Document segment ▸
********
However, growth doesn't come cheap, and Jones doesn't hide the fact that it is going to spend more on sales and marketing in the near term to better position the company. On its fourth-quarter conference call, Jones management stated that it had made a number of new hires and increased promotional spending, and we wouldn't be surprised to see this spending continue into 2005 and weigh on the company's margins.

That said, Jones had $644,000 in cash and very little debt at the end of the third quarter, and with the company generating positive operating cash flow now, we are not concerned about its ability to fund operations over the near term. Also, Jones has a $3 million revolving credit line that it has yet to draw on.

We believe potential catalysts that could drive the stock higher include a listing on the Nasdaq; more research coverage; and continued execution that leads to new distribution agreements and increased sales. Given the company's small float of just 20 million shares and lack of institutional following, achieving any one of these could lead to a meaningful spike in the stock.
********
Exercises ▸
A: In the Jones stock analysis, how much cash did Jones have at the end of the third quarter?
B: Pick up the Jones stock analysis after its final sentence and keep writing.
You won't need the data for any of this.

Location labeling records
********
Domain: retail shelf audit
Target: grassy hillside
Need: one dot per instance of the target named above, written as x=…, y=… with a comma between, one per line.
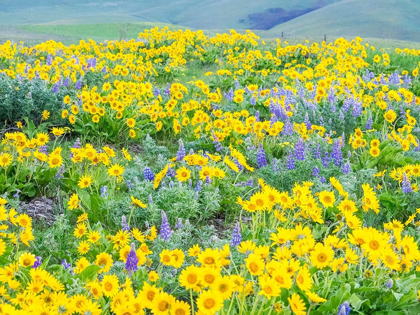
x=72, y=20
x=191, y=13
x=373, y=18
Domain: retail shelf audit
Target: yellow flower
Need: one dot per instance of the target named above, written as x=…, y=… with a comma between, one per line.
x=209, y=302
x=189, y=277
x=110, y=285
x=83, y=247
x=327, y=198
x=183, y=174
x=27, y=260
x=80, y=230
x=162, y=302
x=153, y=276
x=137, y=202
x=104, y=261
x=269, y=287
x=255, y=265
x=116, y=170
x=322, y=255
x=93, y=237
x=297, y=305
x=374, y=151
x=45, y=114
x=73, y=202
x=5, y=160
x=85, y=181
x=390, y=116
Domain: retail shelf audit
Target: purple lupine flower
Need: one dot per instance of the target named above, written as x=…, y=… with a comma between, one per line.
x=346, y=168
x=124, y=224
x=37, y=262
x=369, y=123
x=290, y=163
x=167, y=91
x=406, y=187
x=253, y=101
x=301, y=93
x=208, y=180
x=336, y=153
x=132, y=260
x=181, y=151
x=307, y=122
x=16, y=195
x=239, y=165
x=217, y=143
x=315, y=172
x=165, y=228
x=104, y=191
x=198, y=187
x=236, y=235
x=402, y=112
x=288, y=128
x=65, y=264
x=394, y=78
x=229, y=96
x=275, y=165
x=326, y=159
x=170, y=172
x=317, y=151
x=78, y=84
x=49, y=60
x=56, y=88
x=249, y=183
x=148, y=174
x=261, y=159
x=43, y=149
x=344, y=309
x=156, y=92
x=60, y=172
x=178, y=224
x=300, y=150
x=331, y=97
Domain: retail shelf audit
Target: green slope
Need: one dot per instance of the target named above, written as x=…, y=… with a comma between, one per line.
x=222, y=14
x=365, y=18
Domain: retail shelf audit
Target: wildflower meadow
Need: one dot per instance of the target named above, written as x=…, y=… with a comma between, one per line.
x=186, y=174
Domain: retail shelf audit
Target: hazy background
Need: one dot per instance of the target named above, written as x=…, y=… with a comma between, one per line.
x=72, y=20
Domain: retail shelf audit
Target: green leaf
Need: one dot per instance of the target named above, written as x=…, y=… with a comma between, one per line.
x=89, y=273
x=356, y=302
x=84, y=197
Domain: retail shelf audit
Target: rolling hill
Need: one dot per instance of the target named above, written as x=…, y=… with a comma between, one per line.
x=365, y=18
x=72, y=20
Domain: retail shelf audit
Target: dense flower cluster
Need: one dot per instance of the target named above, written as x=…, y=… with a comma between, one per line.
x=317, y=144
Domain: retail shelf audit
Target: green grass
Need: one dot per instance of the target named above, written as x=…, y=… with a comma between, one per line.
x=98, y=32
x=366, y=18
x=70, y=21
x=205, y=14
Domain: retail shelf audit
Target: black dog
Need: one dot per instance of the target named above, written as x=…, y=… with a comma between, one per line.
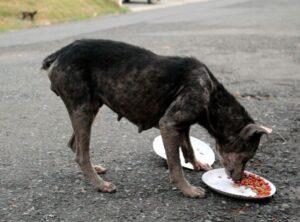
x=170, y=93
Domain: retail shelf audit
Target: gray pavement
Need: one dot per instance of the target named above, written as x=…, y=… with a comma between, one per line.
x=251, y=46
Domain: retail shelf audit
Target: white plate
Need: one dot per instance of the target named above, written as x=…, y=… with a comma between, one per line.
x=202, y=151
x=218, y=181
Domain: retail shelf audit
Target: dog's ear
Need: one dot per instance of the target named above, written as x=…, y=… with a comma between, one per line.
x=252, y=130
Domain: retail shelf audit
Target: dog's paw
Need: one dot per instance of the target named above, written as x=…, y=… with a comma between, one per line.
x=194, y=192
x=107, y=187
x=100, y=169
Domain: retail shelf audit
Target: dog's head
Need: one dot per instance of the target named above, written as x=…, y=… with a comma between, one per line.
x=237, y=153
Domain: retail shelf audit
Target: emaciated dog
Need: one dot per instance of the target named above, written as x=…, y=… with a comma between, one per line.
x=150, y=90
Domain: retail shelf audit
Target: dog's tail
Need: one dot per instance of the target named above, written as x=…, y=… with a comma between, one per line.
x=47, y=62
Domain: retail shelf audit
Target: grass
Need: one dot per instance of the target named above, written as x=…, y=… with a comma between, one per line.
x=52, y=11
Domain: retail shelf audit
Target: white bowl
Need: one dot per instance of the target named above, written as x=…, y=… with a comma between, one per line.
x=218, y=181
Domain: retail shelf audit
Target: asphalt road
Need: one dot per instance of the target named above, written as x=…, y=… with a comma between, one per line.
x=251, y=46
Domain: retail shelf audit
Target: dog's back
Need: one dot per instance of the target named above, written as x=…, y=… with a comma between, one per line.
x=133, y=82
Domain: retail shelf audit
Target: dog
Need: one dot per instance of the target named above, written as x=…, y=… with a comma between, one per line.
x=167, y=92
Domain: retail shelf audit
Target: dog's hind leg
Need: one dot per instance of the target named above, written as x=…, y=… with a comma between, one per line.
x=82, y=119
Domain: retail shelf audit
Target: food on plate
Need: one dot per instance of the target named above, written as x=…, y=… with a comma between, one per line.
x=255, y=183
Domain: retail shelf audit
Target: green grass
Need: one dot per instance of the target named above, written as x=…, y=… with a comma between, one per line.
x=52, y=11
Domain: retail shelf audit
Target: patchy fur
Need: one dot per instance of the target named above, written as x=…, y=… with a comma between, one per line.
x=170, y=93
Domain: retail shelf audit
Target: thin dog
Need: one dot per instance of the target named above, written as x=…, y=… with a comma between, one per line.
x=150, y=90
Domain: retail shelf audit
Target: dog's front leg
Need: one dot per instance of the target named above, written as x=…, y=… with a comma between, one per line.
x=82, y=119
x=72, y=144
x=171, y=141
x=188, y=152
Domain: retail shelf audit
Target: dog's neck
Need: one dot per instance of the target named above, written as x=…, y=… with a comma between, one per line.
x=225, y=116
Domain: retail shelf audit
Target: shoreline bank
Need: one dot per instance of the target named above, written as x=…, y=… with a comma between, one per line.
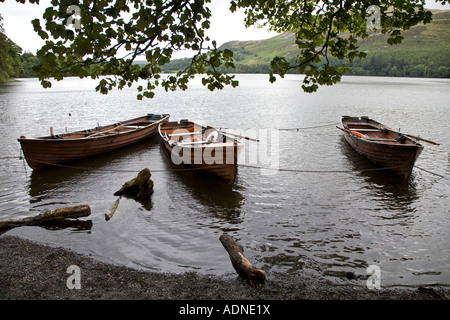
x=32, y=271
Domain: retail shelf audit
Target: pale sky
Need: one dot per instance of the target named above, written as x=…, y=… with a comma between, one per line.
x=225, y=26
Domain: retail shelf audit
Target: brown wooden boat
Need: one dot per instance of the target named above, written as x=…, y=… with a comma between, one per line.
x=202, y=147
x=56, y=149
x=382, y=145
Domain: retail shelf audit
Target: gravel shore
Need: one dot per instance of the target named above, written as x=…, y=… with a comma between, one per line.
x=31, y=271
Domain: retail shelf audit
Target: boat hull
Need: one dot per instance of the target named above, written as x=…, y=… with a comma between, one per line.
x=399, y=157
x=47, y=151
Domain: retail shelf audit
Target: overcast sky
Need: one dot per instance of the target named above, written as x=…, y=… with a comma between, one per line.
x=225, y=26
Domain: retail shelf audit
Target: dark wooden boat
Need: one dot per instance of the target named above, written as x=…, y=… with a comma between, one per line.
x=56, y=149
x=382, y=145
x=202, y=147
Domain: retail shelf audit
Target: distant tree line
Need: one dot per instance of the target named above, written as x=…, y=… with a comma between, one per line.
x=429, y=64
x=14, y=63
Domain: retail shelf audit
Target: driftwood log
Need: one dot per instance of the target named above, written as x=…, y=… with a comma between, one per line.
x=51, y=215
x=240, y=263
x=112, y=209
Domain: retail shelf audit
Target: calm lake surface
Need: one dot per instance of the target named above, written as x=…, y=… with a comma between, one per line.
x=328, y=217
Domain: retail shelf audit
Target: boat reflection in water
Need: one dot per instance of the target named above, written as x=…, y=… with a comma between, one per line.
x=223, y=199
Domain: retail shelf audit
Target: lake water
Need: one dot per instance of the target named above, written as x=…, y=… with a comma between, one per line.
********
Task-by-task answers ▸
A: $644,000

B:
In order to qualify for listing on the Nasdaq, a stock must have an average trading price of $4 a share for 90 days. With shares currently trading above $4 a share and with volume on an upswing, we believe the company will make its way off the bulletin board in the not-too-distant future. In turn, this will increase institutional interest and analyst coverage.

We will update you readers as this story progresses, but we will remain on the sidelines given Jones' bulletin-board status.

William Gabrielski is a research associate at TheStreet.com and is accredited with a Series 7 license. In keeping with TSC's editorial policy, he doesn't own or short individual stocks. He also doesn't invest in hedge funds or other private investment partnerships. Under no circumstances does the information in this column represent a recommendation to buy or sell stocks.

David Peltier is a research associate at TheStreet.com In keeping with TSC's editorial policy, he doesn't own or short individual stocks. He also doesn't invest in hedge funds or other private investment partnerships. Under no circumstances does the information in this column represent a recommendation to buy or sell stocks. They welcome your feedback and invite you to send your comments to

stocksunderten@thestreet.com.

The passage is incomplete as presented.